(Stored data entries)
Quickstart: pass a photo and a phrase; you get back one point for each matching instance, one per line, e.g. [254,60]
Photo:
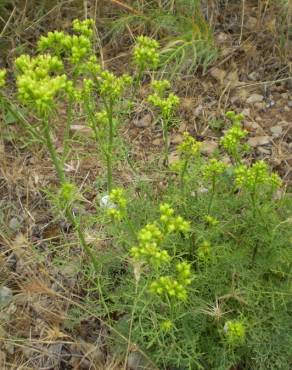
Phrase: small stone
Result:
[222,37]
[246,112]
[157,142]
[144,121]
[255,98]
[177,139]
[81,129]
[208,147]
[276,131]
[218,74]
[259,140]
[173,158]
[14,224]
[252,126]
[253,76]
[5,295]
[251,23]
[260,105]
[264,150]
[105,202]
[135,361]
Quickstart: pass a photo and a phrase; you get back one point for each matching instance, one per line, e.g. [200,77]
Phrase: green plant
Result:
[185,35]
[197,288]
[145,55]
[202,281]
[231,141]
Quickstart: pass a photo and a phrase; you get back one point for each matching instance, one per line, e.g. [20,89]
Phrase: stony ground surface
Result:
[249,75]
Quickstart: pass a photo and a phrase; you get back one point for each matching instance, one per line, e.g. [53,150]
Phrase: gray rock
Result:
[14,224]
[5,295]
[255,98]
[259,141]
[276,131]
[144,121]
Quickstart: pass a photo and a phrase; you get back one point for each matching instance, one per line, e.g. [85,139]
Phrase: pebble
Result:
[14,224]
[177,139]
[260,105]
[105,202]
[143,122]
[5,295]
[157,142]
[135,361]
[208,147]
[276,131]
[259,140]
[255,98]
[253,76]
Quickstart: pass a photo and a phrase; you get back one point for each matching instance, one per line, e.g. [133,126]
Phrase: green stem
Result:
[67,128]
[52,150]
[212,194]
[165,140]
[182,174]
[109,151]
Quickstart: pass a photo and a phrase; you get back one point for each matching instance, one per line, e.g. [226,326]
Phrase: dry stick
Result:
[242,21]
[7,23]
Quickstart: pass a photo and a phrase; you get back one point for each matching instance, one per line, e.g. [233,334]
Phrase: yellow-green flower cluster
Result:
[68,192]
[101,118]
[172,223]
[204,251]
[174,288]
[111,86]
[257,174]
[234,332]
[2,77]
[213,168]
[166,325]
[160,86]
[150,238]
[119,202]
[92,66]
[83,27]
[232,139]
[166,104]
[234,118]
[78,46]
[210,220]
[37,86]
[145,53]
[189,147]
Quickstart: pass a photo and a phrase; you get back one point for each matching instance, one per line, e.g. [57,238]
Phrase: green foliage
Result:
[2,77]
[181,28]
[202,281]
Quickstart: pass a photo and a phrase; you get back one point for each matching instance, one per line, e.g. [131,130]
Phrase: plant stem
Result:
[67,128]
[109,151]
[212,194]
[52,150]
[182,174]
[165,139]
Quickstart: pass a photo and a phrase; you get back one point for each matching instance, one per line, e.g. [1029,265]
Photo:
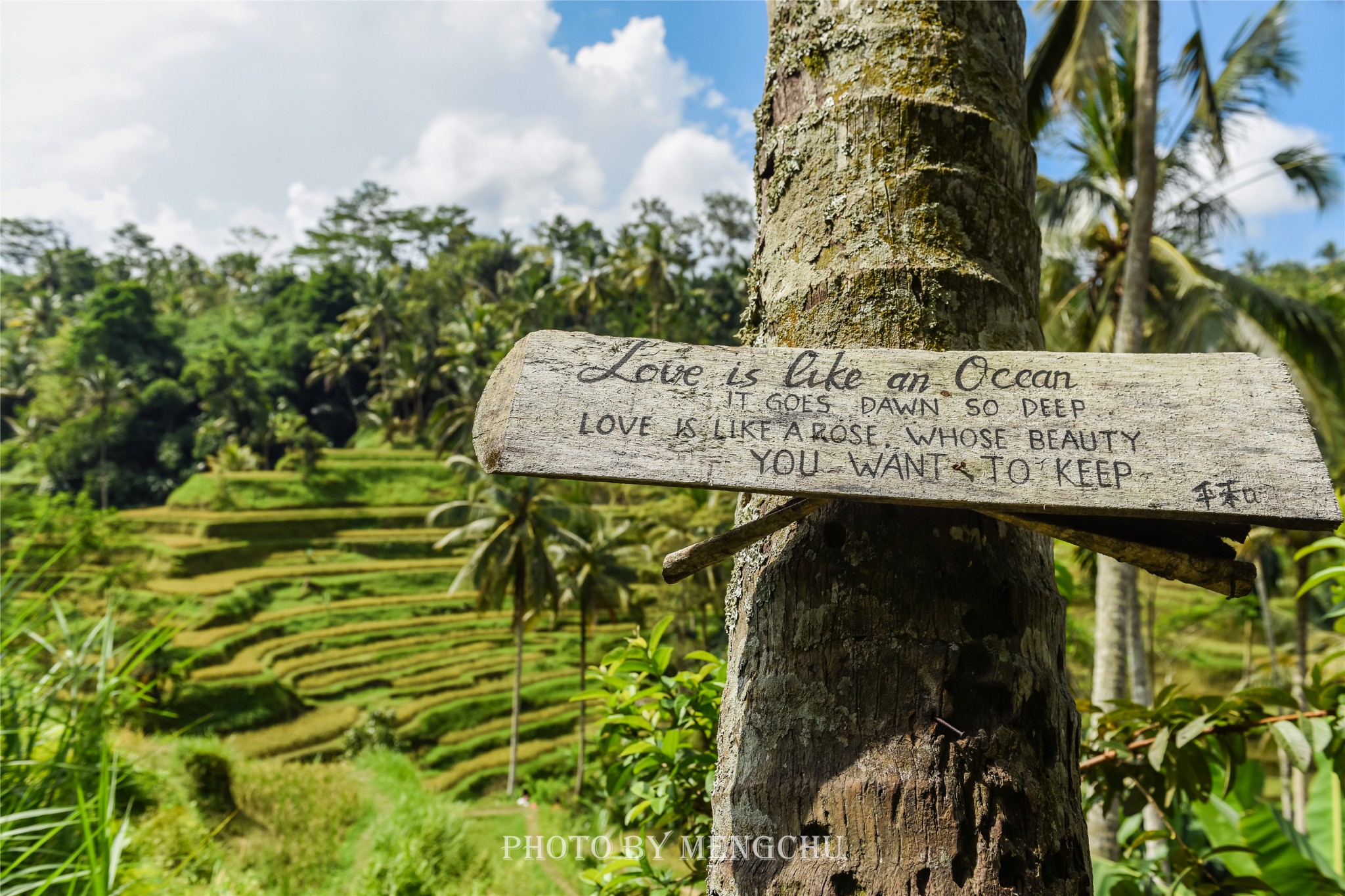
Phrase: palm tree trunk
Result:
[579,769]
[1110,630]
[1298,779]
[1130,327]
[1286,800]
[518,672]
[1247,654]
[102,450]
[1130,324]
[892,685]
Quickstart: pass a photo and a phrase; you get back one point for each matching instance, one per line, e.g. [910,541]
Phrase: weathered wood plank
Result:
[1214,438]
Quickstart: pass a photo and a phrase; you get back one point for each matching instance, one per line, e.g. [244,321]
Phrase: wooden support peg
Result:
[692,559]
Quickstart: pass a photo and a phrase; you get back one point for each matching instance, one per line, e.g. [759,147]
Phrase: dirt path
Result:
[557,876]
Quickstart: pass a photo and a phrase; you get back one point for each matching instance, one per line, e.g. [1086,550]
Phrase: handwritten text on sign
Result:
[1216,437]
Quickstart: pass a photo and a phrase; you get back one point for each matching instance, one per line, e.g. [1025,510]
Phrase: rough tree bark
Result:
[1110,649]
[1130,337]
[1298,779]
[519,590]
[898,675]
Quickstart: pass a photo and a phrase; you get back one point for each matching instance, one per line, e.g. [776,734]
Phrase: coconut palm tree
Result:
[646,268]
[1191,304]
[337,358]
[104,387]
[512,522]
[599,571]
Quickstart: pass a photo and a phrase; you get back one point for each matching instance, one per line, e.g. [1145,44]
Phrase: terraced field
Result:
[304,620]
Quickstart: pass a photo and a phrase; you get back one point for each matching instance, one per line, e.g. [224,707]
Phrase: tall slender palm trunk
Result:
[1286,798]
[1119,591]
[519,585]
[102,454]
[579,769]
[896,676]
[1110,649]
[1298,779]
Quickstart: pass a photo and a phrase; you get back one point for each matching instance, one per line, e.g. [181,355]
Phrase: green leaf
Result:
[1319,733]
[1329,574]
[1293,742]
[657,634]
[1268,696]
[1158,748]
[1192,730]
[1321,544]
[642,746]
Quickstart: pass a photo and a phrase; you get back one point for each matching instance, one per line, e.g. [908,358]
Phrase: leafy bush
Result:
[376,731]
[208,767]
[65,688]
[420,848]
[657,742]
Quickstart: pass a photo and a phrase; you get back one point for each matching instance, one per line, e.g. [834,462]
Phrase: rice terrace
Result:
[537,449]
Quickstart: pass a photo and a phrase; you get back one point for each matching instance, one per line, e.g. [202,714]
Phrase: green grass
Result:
[227,581]
[309,522]
[365,484]
[556,721]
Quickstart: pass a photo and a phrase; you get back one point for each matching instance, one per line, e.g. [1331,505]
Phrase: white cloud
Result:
[304,210]
[518,171]
[192,119]
[91,218]
[116,155]
[686,164]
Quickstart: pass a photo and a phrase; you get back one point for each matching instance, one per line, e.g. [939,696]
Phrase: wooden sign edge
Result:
[496,402]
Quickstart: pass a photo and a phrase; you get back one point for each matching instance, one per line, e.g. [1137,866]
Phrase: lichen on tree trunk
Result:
[894,184]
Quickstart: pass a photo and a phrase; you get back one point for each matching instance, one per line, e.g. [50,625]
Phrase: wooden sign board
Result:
[1216,438]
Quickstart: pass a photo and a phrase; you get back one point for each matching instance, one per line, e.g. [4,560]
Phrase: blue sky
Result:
[197,119]
[726,42]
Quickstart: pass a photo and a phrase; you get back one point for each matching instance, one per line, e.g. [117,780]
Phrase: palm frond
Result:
[1076,45]
[1193,69]
[1312,171]
[1258,58]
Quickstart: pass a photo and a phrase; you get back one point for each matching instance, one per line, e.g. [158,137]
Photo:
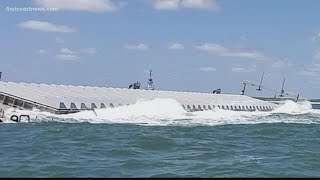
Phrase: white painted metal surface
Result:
[54,95]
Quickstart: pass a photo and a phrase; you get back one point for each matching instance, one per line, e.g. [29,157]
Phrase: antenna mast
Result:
[150,82]
[259,88]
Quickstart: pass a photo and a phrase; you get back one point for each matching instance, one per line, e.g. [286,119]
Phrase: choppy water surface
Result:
[159,139]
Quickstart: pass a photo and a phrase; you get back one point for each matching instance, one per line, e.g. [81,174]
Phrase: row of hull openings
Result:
[92,106]
[228,107]
[187,107]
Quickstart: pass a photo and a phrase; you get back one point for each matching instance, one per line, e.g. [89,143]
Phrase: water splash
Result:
[165,112]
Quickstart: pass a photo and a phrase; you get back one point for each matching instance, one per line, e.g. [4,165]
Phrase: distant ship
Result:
[64,99]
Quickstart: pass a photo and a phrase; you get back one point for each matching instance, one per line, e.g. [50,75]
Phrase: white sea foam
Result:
[169,112]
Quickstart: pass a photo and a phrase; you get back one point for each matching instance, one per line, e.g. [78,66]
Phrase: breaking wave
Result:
[164,112]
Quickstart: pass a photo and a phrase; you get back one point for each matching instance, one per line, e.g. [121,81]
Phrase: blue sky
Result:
[191,45]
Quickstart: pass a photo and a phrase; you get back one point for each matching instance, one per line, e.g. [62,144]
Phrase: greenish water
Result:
[141,141]
[124,150]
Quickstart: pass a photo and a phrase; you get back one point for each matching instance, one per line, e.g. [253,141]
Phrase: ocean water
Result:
[160,139]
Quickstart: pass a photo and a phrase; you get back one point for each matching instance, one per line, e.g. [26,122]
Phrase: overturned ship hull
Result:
[64,99]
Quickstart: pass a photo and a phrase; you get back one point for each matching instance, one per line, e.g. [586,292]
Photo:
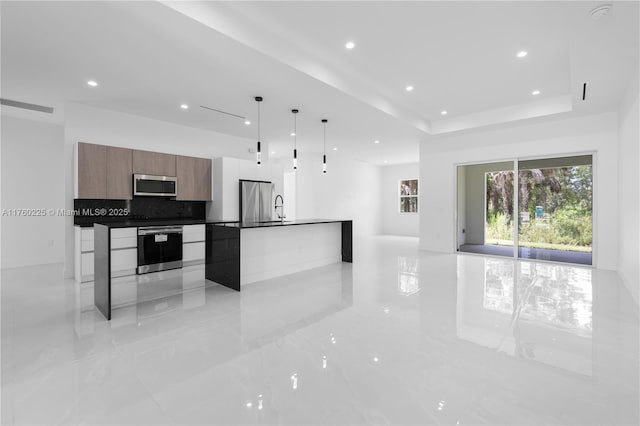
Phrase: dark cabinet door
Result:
[194,178]
[92,170]
[119,173]
[154,163]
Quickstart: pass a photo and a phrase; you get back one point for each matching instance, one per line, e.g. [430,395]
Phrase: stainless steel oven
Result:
[159,248]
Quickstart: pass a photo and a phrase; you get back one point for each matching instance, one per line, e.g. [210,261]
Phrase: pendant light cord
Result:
[324,129]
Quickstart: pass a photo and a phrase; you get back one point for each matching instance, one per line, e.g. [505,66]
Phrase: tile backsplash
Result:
[88,211]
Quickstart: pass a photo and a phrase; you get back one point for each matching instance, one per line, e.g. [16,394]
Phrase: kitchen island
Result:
[239,253]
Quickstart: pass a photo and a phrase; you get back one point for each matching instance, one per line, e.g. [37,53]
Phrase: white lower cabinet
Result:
[192,253]
[193,245]
[83,254]
[124,262]
[124,251]
[86,266]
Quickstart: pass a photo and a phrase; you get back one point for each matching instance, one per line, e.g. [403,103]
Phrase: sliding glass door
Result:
[485,208]
[555,198]
[544,204]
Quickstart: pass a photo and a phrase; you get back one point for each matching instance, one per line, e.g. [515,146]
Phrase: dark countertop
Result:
[245,225]
[148,222]
[275,223]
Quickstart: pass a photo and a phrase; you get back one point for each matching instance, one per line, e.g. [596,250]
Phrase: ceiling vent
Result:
[600,11]
[24,105]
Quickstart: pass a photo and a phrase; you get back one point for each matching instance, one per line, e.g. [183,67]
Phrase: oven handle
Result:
[152,231]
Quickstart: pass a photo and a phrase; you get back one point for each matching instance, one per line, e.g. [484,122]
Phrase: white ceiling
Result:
[150,57]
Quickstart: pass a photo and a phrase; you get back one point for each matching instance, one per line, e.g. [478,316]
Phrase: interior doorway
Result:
[533,209]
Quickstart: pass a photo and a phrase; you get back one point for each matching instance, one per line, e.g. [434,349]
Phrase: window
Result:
[409,196]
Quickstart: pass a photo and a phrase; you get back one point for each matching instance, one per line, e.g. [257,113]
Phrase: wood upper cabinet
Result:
[154,163]
[194,178]
[92,170]
[119,173]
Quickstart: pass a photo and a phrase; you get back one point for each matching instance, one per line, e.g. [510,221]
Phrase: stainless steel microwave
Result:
[158,186]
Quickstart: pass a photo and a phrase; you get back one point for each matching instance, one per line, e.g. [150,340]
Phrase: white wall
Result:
[349,190]
[226,174]
[552,137]
[32,178]
[94,125]
[629,191]
[394,222]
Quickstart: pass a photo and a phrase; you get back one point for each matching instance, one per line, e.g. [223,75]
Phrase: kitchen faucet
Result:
[275,207]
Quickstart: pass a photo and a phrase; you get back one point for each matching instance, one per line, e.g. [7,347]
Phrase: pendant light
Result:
[258,153]
[295,137]
[324,146]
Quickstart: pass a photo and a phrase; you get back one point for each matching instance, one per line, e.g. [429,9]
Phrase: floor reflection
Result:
[536,311]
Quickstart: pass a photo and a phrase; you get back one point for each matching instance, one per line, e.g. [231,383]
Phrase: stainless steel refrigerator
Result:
[256,201]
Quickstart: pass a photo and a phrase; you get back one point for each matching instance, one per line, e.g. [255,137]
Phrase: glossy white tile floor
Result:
[399,337]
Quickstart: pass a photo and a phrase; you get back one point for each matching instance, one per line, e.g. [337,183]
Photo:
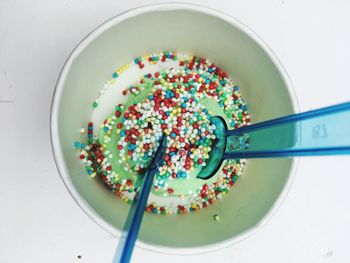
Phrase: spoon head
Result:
[215,160]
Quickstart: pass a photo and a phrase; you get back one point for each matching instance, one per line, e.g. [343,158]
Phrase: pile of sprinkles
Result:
[172,101]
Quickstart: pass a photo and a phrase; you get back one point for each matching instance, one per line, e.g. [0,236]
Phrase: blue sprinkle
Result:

◆ Instructions to follow:
Word for word, restate the lines of the data above that fall between the line holding "Phrase: sliding glass door" and the line holding "Phrase: wood upper cabinet", inclusive, and no other lines.

◆ Answer to this exercise:
Phrase: sliding glass door
Result:
[485,208]
[555,198]
[544,204]
Quickstart: pass a photo and a phrase; you get back one point for each matching instance, one per line, e.g. [515,146]
Phrase: dark countertop
Result:
[245,225]
[148,222]
[275,223]
Quickstart: pass a photo and a phrase; you get back one point for each matching instance, one per line, e.g. [596,250]
Phrase: ceiling vent
Result:
[600,11]
[24,105]
Quickstart: pass a photo and a phrase; you get back one point for each matching instance, one per line, e.g. [183,67]
Phrase: oven handle
Result:
[152,231]
Quickstart: pass a photo and a phrase; you get back one point for each matching instance, one per line, e.g. [484,122]
Phrase: white ceiling
Result:
[150,57]
Quickstart: pass a photo and a phrase; you get back one point for each matching instance, one per line, e.g. [478,316]
Phrase: interior doorway
Result:
[533,209]
Quickstart: pass a photo and a phrase; you get back one point for each matching instance, one per line, e.g. [434,349]
Phrase: window
Result:
[409,196]
Quickstart: pass a photo and a phrase; you get back one point for each matching instance, one per line, e.g. [257,113]
Phrase: wood upper cabinet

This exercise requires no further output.